[Stored dataset items]
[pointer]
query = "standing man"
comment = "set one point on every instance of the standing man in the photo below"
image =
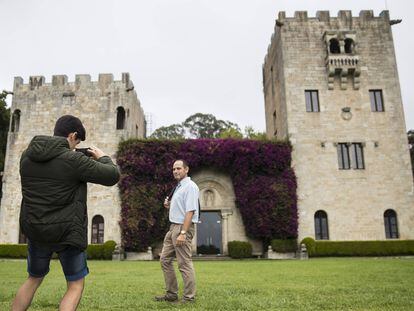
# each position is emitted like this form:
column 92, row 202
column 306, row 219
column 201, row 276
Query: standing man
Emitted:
column 183, row 213
column 53, row 213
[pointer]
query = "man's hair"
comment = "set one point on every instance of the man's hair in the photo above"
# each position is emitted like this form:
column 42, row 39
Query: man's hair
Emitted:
column 185, row 163
column 69, row 124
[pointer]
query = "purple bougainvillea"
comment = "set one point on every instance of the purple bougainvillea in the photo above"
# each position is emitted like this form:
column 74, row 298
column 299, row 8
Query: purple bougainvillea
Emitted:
column 264, row 184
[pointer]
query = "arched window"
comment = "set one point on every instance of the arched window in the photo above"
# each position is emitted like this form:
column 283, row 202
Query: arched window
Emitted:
column 334, row 46
column 97, row 230
column 15, row 121
column 321, row 226
column 391, row 225
column 120, row 118
column 349, row 46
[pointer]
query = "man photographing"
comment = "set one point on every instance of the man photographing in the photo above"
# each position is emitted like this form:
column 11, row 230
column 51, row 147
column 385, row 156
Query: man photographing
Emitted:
column 183, row 213
column 53, row 213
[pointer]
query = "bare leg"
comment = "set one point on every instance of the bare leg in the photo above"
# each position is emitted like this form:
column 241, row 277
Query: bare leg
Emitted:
column 72, row 296
column 25, row 293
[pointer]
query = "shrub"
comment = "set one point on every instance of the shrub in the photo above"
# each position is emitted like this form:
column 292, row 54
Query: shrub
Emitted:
column 310, row 245
column 284, row 246
column 239, row 249
column 95, row 251
column 13, row 250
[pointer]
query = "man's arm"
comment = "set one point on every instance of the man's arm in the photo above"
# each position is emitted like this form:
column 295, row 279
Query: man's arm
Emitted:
column 99, row 171
column 186, row 225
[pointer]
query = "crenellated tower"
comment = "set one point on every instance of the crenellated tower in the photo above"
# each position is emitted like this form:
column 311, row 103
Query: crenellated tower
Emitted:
column 331, row 88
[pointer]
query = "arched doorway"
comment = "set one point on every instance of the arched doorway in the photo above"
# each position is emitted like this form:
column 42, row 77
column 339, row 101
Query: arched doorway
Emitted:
column 209, row 234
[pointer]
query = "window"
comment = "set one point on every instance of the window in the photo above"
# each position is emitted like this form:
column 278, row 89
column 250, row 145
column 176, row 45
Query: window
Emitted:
column 349, row 46
column 390, row 223
column 321, row 226
column 120, row 118
column 357, row 156
column 376, row 100
column 334, row 46
column 97, row 230
column 350, row 154
column 312, row 101
column 343, row 156
column 15, row 121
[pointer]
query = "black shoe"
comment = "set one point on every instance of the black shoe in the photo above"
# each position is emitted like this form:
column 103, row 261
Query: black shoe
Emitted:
column 167, row 297
column 187, row 300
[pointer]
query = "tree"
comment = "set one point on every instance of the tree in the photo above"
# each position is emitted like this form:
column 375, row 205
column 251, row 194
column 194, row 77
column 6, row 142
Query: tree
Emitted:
column 410, row 135
column 4, row 126
column 201, row 125
column 174, row 131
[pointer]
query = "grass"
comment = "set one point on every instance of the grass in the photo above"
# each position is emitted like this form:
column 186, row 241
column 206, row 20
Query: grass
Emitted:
column 316, row 284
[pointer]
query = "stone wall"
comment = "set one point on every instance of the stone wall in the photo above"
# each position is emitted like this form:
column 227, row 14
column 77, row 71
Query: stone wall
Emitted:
column 95, row 103
column 355, row 200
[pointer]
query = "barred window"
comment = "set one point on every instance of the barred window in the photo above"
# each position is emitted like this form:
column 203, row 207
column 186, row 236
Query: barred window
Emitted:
column 390, row 223
column 343, row 156
column 97, row 230
column 312, row 100
column 120, row 118
column 357, row 156
column 321, row 226
column 377, row 104
column 15, row 121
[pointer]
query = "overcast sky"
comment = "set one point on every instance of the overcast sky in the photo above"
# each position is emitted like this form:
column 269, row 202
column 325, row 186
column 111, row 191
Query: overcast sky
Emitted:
column 184, row 56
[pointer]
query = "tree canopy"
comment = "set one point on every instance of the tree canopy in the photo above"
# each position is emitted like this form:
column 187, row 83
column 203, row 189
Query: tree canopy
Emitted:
column 202, row 125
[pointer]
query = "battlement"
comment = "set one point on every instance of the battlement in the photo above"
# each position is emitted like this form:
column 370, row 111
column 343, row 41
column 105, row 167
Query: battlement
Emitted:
column 343, row 22
column 105, row 80
column 345, row 16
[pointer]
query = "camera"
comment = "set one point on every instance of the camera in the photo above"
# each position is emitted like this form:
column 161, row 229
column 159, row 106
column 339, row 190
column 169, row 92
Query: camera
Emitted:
column 84, row 151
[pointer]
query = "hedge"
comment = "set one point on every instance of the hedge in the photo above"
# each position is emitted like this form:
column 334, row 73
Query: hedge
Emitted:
column 94, row 251
column 358, row 248
column 263, row 180
column 239, row 249
column 284, row 246
column 13, row 250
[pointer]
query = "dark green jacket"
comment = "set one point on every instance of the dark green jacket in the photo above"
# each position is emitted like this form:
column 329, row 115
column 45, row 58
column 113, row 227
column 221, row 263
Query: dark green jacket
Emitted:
column 54, row 178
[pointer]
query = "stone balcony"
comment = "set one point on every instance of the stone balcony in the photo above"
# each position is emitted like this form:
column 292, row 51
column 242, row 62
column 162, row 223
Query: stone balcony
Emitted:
column 344, row 66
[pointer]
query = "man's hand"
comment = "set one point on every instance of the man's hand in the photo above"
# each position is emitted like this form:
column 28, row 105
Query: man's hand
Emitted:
column 167, row 202
column 181, row 239
column 96, row 152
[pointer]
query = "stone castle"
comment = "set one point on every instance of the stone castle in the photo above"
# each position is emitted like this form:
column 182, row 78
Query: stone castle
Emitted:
column 331, row 87
column 110, row 112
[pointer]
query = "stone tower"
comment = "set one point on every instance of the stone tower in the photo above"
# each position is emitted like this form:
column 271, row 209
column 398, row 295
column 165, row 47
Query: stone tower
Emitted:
column 331, row 88
column 110, row 112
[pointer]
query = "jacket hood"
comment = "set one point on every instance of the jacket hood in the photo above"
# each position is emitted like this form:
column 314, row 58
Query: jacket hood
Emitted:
column 45, row 148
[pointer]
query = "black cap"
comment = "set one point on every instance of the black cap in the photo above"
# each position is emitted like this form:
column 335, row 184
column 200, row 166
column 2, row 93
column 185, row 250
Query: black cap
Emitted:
column 69, row 124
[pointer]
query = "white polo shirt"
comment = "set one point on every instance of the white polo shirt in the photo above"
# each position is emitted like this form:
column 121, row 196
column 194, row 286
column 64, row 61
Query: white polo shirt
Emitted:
column 185, row 199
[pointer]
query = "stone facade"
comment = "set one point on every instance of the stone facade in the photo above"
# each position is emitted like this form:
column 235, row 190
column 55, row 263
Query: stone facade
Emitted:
column 217, row 194
column 302, row 57
column 103, row 106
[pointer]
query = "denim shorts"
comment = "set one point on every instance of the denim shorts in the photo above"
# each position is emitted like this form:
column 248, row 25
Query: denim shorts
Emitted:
column 72, row 260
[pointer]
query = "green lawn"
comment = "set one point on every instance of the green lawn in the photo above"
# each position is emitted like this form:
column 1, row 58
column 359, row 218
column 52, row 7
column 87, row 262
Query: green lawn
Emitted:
column 316, row 284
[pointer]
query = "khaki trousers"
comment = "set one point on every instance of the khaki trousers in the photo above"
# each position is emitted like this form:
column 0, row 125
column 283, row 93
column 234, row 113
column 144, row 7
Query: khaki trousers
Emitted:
column 185, row 264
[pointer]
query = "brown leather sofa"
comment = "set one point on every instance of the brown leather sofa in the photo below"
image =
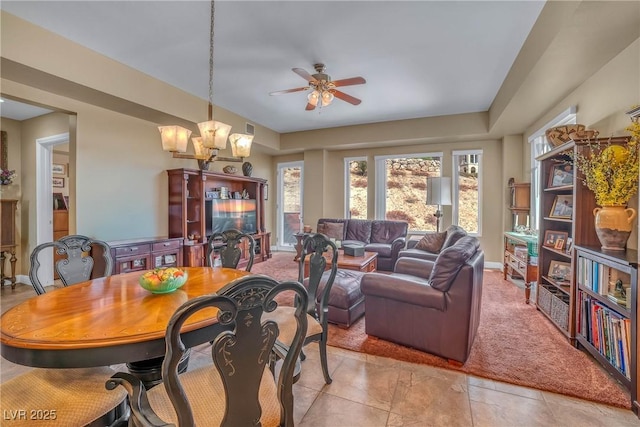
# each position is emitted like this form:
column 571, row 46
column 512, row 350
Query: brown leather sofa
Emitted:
column 431, row 306
column 385, row 237
column 453, row 234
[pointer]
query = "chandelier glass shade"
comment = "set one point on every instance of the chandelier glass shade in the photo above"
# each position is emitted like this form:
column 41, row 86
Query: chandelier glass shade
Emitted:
column 241, row 144
column 174, row 138
column 213, row 134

> [How to complete this task] Which lines above include the word "castle"? Pick them out and copy them.

> [Written solution]
query = "stone castle"
comment = "set one point on every instance of the stone castle in the photo above"
Query: stone castle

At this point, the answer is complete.